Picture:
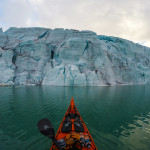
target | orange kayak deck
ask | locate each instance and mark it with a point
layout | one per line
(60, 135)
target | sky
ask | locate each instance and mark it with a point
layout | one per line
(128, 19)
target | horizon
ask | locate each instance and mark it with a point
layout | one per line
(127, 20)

* * *

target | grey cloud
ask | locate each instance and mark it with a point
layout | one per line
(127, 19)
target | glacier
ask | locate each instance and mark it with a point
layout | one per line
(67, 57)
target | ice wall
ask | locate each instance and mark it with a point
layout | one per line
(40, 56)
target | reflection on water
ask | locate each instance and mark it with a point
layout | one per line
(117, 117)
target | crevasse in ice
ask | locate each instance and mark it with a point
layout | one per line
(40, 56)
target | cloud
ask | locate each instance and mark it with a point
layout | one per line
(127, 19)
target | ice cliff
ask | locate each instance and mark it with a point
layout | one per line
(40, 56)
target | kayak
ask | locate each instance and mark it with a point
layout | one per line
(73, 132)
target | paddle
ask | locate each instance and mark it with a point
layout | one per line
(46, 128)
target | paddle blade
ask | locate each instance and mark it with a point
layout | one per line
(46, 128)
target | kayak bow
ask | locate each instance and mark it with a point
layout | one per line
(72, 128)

* * *

Scan the records for lines that hold "kayak", and reproduce each one you find.

Output:
target | orange kayak deck
target | kayak
target | kayak bow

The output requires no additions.